■ Problem details:
For the data below, please report each line where the word "rocky" is found.

■ Text-to-region grounding data:
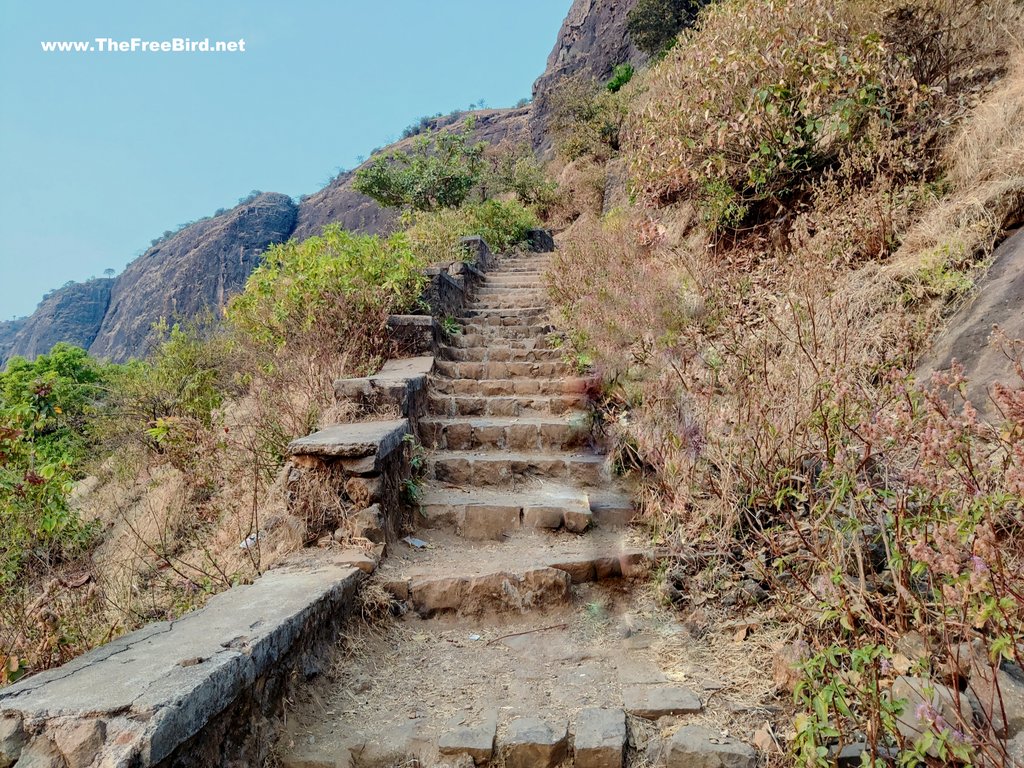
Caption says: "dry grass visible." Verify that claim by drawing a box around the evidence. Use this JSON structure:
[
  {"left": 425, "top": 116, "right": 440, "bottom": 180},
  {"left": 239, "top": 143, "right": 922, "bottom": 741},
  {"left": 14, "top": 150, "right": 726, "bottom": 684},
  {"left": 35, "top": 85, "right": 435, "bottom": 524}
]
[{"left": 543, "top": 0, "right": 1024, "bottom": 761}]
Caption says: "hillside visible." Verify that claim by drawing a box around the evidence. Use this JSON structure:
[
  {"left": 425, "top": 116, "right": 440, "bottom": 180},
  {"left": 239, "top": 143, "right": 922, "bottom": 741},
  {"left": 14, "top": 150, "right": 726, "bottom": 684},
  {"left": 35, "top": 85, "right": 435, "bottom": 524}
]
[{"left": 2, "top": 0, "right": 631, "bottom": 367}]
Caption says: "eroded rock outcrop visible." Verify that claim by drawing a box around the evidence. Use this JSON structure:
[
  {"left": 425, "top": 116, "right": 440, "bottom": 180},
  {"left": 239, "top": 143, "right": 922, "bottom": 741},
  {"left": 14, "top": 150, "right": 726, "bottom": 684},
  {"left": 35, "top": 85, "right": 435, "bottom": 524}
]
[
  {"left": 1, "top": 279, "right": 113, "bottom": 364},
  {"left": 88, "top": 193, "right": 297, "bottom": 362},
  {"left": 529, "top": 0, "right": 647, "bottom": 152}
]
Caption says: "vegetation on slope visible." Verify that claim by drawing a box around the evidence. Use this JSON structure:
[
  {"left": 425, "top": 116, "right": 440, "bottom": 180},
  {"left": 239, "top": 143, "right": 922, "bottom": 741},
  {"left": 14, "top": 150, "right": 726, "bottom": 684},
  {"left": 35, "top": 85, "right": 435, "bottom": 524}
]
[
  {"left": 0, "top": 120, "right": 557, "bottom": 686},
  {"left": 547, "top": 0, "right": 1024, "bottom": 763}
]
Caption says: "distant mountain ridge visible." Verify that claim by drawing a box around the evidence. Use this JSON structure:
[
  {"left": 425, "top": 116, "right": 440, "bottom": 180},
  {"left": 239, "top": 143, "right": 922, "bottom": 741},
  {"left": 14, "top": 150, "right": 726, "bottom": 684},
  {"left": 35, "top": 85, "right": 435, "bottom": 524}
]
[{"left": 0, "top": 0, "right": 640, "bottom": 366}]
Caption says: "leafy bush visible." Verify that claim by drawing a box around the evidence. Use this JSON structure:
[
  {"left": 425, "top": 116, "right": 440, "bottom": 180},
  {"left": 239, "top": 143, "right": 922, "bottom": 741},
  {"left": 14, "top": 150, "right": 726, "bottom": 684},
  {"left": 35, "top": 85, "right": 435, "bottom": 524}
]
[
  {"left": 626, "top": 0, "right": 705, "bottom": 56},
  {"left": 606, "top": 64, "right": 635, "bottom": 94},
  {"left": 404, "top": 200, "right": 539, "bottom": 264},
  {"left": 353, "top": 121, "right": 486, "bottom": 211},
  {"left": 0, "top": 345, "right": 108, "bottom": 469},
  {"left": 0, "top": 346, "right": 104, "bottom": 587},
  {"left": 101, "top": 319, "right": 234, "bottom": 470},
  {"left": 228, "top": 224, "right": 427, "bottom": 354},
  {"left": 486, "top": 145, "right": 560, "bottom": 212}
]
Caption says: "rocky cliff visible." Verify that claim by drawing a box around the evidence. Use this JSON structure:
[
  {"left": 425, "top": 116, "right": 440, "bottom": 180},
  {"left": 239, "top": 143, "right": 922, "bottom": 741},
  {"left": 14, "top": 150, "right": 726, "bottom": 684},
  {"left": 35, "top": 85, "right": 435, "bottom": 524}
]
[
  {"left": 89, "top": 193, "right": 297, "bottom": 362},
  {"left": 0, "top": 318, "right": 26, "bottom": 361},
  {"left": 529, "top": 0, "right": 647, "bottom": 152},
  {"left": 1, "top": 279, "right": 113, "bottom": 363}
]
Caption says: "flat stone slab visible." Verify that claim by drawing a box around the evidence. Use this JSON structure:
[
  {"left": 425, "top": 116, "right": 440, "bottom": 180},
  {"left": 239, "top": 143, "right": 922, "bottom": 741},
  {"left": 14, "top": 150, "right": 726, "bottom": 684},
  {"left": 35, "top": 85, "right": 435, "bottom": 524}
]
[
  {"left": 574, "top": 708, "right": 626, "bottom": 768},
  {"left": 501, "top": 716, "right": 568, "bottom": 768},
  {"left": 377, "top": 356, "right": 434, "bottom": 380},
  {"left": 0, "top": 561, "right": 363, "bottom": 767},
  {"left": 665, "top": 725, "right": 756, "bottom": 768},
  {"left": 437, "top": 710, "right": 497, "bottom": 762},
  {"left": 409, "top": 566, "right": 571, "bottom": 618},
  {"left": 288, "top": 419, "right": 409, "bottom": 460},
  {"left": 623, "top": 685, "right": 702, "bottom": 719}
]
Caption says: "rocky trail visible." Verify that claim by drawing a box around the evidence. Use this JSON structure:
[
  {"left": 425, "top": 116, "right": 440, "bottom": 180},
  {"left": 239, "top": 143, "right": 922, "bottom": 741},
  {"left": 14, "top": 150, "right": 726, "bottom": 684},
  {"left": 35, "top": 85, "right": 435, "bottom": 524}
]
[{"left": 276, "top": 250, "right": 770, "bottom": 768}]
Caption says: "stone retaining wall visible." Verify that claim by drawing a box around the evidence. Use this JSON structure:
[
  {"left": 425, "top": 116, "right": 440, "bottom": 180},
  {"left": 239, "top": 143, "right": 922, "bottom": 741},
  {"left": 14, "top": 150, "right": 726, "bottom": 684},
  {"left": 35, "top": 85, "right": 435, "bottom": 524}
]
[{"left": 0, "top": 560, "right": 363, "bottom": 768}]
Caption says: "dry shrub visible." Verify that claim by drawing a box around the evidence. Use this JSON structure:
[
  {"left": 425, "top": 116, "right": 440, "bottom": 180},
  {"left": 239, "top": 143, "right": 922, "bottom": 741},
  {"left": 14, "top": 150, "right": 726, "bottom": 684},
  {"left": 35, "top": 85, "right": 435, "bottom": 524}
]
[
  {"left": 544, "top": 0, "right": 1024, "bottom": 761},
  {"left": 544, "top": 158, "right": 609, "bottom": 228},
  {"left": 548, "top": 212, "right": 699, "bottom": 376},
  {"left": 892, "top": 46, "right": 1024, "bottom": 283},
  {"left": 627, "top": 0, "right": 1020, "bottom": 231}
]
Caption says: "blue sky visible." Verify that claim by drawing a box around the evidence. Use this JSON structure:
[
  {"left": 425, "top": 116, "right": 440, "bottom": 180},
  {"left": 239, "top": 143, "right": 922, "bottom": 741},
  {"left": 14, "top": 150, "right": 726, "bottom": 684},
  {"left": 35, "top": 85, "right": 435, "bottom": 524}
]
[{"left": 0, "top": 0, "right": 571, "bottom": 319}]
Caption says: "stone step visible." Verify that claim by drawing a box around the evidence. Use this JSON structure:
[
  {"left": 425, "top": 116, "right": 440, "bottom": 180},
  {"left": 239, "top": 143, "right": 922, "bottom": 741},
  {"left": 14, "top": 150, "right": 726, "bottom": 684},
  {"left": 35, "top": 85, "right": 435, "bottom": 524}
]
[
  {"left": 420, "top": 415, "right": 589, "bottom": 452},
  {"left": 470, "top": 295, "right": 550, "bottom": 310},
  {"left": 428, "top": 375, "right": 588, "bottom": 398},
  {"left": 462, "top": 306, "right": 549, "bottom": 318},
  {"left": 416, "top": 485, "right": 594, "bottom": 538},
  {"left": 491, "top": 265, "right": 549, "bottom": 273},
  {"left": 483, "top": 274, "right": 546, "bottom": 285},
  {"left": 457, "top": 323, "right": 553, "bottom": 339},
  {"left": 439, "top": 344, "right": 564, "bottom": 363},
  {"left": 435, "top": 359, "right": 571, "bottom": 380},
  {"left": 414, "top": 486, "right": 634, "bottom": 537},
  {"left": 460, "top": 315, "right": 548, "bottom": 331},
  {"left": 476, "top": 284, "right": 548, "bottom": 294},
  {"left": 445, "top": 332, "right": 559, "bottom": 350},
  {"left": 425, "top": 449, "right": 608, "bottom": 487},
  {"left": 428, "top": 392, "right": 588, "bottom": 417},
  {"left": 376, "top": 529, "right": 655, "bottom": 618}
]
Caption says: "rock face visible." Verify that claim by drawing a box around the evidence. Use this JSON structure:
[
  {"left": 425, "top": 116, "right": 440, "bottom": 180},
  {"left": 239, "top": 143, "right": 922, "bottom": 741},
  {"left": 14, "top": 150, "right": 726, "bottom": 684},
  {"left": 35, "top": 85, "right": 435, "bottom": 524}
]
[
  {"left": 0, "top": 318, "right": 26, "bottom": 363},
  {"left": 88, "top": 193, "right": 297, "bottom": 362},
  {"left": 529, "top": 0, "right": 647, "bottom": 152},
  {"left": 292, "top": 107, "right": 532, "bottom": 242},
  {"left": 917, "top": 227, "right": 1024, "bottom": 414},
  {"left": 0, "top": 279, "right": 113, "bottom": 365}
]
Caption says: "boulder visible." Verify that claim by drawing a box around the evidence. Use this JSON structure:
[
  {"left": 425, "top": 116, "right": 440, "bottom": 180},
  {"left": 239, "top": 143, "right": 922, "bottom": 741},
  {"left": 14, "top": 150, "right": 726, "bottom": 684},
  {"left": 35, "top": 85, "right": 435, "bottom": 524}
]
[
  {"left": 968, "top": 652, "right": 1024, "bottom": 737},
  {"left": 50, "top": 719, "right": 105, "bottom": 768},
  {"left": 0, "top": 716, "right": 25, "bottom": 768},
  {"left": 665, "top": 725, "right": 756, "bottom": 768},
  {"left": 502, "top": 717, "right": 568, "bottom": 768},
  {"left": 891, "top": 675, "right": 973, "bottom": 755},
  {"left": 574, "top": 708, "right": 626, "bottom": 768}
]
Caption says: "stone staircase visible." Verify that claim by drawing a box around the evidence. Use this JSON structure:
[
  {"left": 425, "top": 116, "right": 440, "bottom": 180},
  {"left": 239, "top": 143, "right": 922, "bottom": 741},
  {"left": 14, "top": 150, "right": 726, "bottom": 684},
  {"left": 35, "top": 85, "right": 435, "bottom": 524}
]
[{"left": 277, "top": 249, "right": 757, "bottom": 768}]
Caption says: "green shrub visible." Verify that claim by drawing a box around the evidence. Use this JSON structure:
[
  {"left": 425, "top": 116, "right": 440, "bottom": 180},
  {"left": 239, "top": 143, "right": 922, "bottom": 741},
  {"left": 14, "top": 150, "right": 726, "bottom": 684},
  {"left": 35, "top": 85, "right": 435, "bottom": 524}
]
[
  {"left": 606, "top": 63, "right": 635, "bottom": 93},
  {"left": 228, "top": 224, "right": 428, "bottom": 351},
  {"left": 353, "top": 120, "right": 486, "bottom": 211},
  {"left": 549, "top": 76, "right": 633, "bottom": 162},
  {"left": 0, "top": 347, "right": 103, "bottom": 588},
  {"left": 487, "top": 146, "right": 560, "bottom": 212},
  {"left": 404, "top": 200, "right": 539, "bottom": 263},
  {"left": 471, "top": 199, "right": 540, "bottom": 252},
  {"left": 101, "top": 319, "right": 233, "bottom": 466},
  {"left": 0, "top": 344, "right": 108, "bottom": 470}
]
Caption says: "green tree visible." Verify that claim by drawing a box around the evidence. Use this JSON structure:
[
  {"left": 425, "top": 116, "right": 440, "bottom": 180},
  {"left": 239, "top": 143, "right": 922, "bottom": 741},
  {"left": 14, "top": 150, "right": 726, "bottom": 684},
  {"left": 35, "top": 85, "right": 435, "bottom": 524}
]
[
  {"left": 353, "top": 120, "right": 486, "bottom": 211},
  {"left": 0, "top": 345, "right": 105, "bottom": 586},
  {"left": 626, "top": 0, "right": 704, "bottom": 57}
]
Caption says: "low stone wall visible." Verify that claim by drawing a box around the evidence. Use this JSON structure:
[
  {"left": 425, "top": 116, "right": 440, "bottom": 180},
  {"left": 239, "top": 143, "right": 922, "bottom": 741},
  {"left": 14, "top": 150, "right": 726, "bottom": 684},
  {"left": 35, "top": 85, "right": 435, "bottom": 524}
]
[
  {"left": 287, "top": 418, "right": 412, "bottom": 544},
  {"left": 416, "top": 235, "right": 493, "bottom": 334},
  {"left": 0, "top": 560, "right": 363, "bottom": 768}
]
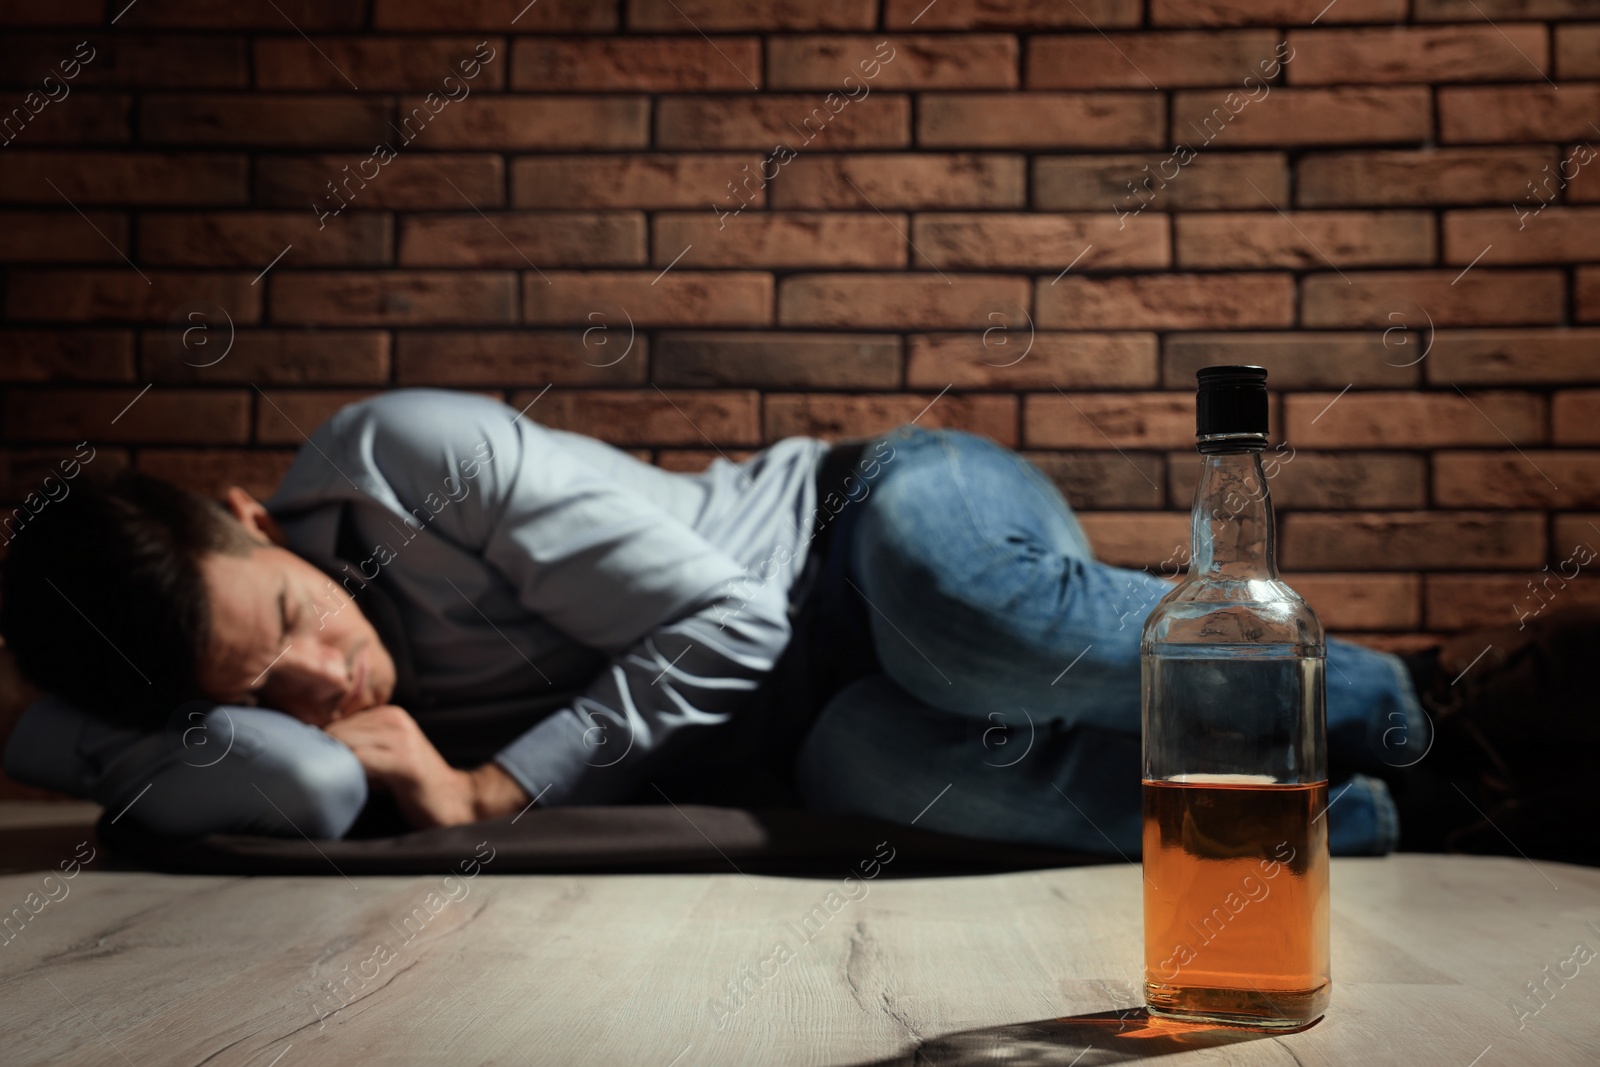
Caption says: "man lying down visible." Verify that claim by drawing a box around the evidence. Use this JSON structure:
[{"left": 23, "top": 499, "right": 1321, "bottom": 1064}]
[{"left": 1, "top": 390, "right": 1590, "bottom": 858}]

■ Completed task:
Caption says: "rocky cliff visible." Verify that claim by drawing a box around the evidence. Use this JSON structure:
Caption says: "rocky trail visible." Verify that claim by drawing a box around the evidence. Use this JSON structure:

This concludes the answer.